#### [Exercise goal]
Please reproduce every record exactly as written, leaving out the pictures.

#### [Material for this exercise]
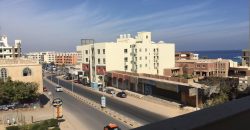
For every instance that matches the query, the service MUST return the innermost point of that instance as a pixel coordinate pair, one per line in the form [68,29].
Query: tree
[17,91]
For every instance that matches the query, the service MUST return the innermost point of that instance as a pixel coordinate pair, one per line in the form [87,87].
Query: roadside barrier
[122,118]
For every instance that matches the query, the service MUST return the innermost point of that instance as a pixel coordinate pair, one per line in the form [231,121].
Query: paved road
[136,113]
[90,117]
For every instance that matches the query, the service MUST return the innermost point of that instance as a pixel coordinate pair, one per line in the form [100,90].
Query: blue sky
[59,25]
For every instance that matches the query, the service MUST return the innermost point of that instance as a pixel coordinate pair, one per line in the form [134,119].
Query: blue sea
[224,54]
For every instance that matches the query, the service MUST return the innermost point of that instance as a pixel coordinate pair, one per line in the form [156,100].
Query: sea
[234,55]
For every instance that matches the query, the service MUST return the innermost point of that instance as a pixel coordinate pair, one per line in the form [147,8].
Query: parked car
[59,89]
[110,91]
[45,89]
[121,94]
[4,107]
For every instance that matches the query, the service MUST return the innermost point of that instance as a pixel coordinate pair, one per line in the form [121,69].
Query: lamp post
[72,86]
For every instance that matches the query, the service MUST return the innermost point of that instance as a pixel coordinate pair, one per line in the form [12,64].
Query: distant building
[66,58]
[186,56]
[139,55]
[59,58]
[206,67]
[7,51]
[37,56]
[246,58]
[20,69]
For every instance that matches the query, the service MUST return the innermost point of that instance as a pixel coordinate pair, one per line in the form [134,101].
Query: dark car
[112,126]
[110,91]
[121,94]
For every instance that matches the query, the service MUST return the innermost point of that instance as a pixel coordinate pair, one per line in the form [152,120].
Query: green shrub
[56,128]
[12,128]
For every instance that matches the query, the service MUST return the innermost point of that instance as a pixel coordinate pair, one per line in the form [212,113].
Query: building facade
[186,56]
[206,67]
[68,58]
[139,55]
[7,51]
[37,56]
[246,58]
[25,70]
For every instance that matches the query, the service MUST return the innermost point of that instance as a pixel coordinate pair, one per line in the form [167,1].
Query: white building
[38,56]
[7,51]
[139,54]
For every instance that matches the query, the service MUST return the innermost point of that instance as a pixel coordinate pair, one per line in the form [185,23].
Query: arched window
[26,72]
[3,74]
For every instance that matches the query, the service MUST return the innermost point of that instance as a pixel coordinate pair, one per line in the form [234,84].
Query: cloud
[56,28]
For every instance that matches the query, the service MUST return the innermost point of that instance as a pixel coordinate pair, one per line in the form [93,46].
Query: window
[26,72]
[126,59]
[3,74]
[99,61]
[104,61]
[125,50]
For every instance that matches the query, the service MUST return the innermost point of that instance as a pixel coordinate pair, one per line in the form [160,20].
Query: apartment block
[246,57]
[186,56]
[69,58]
[206,67]
[137,54]
[7,51]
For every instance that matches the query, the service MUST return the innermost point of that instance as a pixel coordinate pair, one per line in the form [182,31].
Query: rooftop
[17,61]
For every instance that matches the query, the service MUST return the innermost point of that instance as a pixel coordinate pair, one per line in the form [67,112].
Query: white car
[59,89]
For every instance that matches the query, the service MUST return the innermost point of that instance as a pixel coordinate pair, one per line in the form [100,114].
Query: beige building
[206,67]
[137,54]
[25,70]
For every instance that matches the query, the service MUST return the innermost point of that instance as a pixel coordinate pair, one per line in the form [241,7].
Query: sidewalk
[165,109]
[29,115]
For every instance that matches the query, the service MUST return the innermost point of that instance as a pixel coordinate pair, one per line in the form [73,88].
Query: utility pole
[197,98]
[72,87]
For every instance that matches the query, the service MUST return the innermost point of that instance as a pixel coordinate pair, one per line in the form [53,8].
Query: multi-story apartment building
[139,54]
[66,58]
[7,51]
[20,69]
[37,56]
[186,56]
[246,57]
[206,67]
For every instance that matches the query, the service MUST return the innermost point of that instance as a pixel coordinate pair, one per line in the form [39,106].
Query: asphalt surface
[140,115]
[94,119]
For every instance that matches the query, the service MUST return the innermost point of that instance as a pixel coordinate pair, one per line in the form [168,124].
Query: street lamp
[72,83]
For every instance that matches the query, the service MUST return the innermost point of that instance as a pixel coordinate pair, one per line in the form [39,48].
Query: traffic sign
[103,101]
[57,102]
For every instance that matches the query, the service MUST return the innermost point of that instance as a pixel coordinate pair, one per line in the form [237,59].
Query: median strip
[119,117]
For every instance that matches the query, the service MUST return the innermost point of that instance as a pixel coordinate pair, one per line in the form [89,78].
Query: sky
[58,25]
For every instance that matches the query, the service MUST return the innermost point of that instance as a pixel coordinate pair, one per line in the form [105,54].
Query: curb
[123,119]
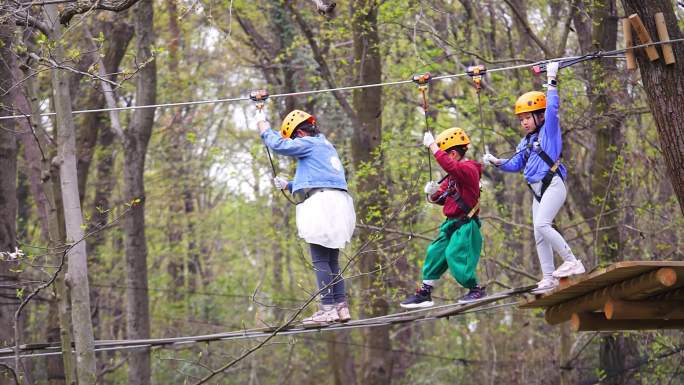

#### [Written solution]
For every instance that matches the query, the service MUST return the innermost point of that instance as a pixel coordinate pair, one per line in the form [68,29].
Query: tree
[17,91]
For every instance that matches the query, the service MUST return the innermost point of that instance as a pixel coordinate pair, one per line in the form [87,87].
Query: roadside barrier
[122,118]
For every instance that matches the query, the service MUST return the innermost point of that instance as a pixel coordinate pair, one per line in the form [231,121].
Query: paved road
[136,113]
[90,117]
For every instance that matches the query, the service MUST return the innermost point of that instance as a pixel coordinate pair, one per line in the form [100,90].
Query: blue sky
[59,25]
For every instance that matches the query, the service MUST return the innermost point of that instance as a pixel coordinate pair, one per line in the form [134,119].
Query: blue sea
[224,54]
For every instance that matches the query, the service MUST return the innermost point of that instance as a pixel coordinate pair, one per line in the form [156,100].
Query: sea
[234,55]
For every instance that matches the query, the service MUST return the innermost point of that instance as a pixel coordinate pair, one per line in the form [147,8].
Query: parked car
[59,89]
[110,91]
[45,89]
[121,94]
[4,107]
For every instance that matches the query, the service MUST return the innermost point of that instance as a pixel coordinate pair, one per line in the form [121,69].
Query: lamp post
[72,86]
For every instance that matches the query, the service MUST return the innermost point of that instance as a pixel coordinate pair, one per line in the form [12,64].
Query: distant building
[66,58]
[186,56]
[139,55]
[59,58]
[206,67]
[7,51]
[37,56]
[246,58]
[20,69]
For every instance that matches the query, the service MUST return the innermost point of that instance as a pixel coordinate pair, one per line in the form [134,101].
Query: dark car
[112,126]
[110,91]
[121,94]
For every instance that matches the query, the service MUST return the innermost point of that instance as a pixel coordinate pair, one per line in the form [152,120].
Query: green shrub
[56,128]
[12,128]
For every instance that matches the query, the service MUST return the innermost point of that instance as a pixel coordinate pair, one per line in the form [212,113].
Query: building facade
[186,56]
[206,67]
[68,58]
[139,55]
[7,51]
[37,56]
[246,58]
[25,70]
For every instance that matches the query, the service MUST return the innermost point of that instance as a pixel coordinate pair, one per line in the form [167,1].
Query: white building
[38,56]
[7,51]
[139,54]
For every instance that matches the query, the service MUST return the innermost point of that instance as a pixel coordinate pair, one per line in the form [185,23].
Query: arched window
[26,72]
[3,74]
For every instance that matches the query, the service MUST return the innermost point of that instance as a pixel coordinate pair, one per line in the form [234,84].
Query: cloud
[56,28]
For every instance that matches the query, the service MUST return the innermost point of that instance as a pixel coordinate pair, one per line in the form [93,46].
Query: window
[26,72]
[126,59]
[3,74]
[99,61]
[104,61]
[125,50]
For every instance that matches the query, the service MUST return the innermost point of that instance as a pixel coordinate pair, one per line in the form [160,20].
Query: apartment block
[246,57]
[186,56]
[69,58]
[206,67]
[137,54]
[7,51]
For every instance that matches the query, the service MUST return the innermost point of that instance as a pixel coordinate pair, one per line in the form [182,31].
Query: rooftop
[17,61]
For every instance that matches the query, the service MUST return the innermost point of that instance as a pixel coordinate pair, one per line in the form [67,112].
Query: white car
[59,89]
For every instance that matches the query, the service MUST return the innermost point of that instance as a pixel coordinate pair, one per line in the form [100,114].
Query: beige building
[206,67]
[137,54]
[25,70]
For every instance that matches the query, the service MUST return the innermost point of that instance as a pixel coordinate pair, one per line in the form [241,7].
Query: sidewalk
[165,109]
[29,115]
For every instance that matches the query, the service MUST return the innermost point of that instance as a pixel coordinate pair, one per line in the form [73,88].
Query: utility pole
[197,98]
[72,87]
For every instance that matches the query, the service MUST return the innermost point of that instance as a pixel coordinate pair, one per line in the form [53,8].
Query: multi-story apartment building
[139,54]
[66,58]
[7,51]
[20,69]
[37,56]
[186,56]
[246,57]
[206,67]
For every instance that matches the query, the service MUST return the innermost point of that instance as a pixel coordinate pair, one per line in the form [39,106].
Query: asphalt surface
[140,115]
[94,119]
For every instance that matches the query, the service MUST return the innermost point of that instance as a pixel coordinate pair, one per line in the form [168,124].
Query: street lamp
[72,83]
For every instance that matches the query, the service MUST return the innermost point of that instance as a pixel coordinate pair, one per line in the form [39,48].
Query: traffic sign
[103,101]
[57,102]
For every instance that matches the query, the service MUST return the innermost point of that instance as a pixel coordinate pair, one per line in the form [237,59].
Query: median strip
[119,117]
For every instance that matches the query, the service MUST return the innermost point of that instance as a pixel coordinate pair, one per line in the form [89,78].
Query: sky
[58,25]
For every instance that matches the query, the service MUST return the innermost point of that instance as a pixel coordinate pair, one per line in the form [105,54].
Query: curb
[123,119]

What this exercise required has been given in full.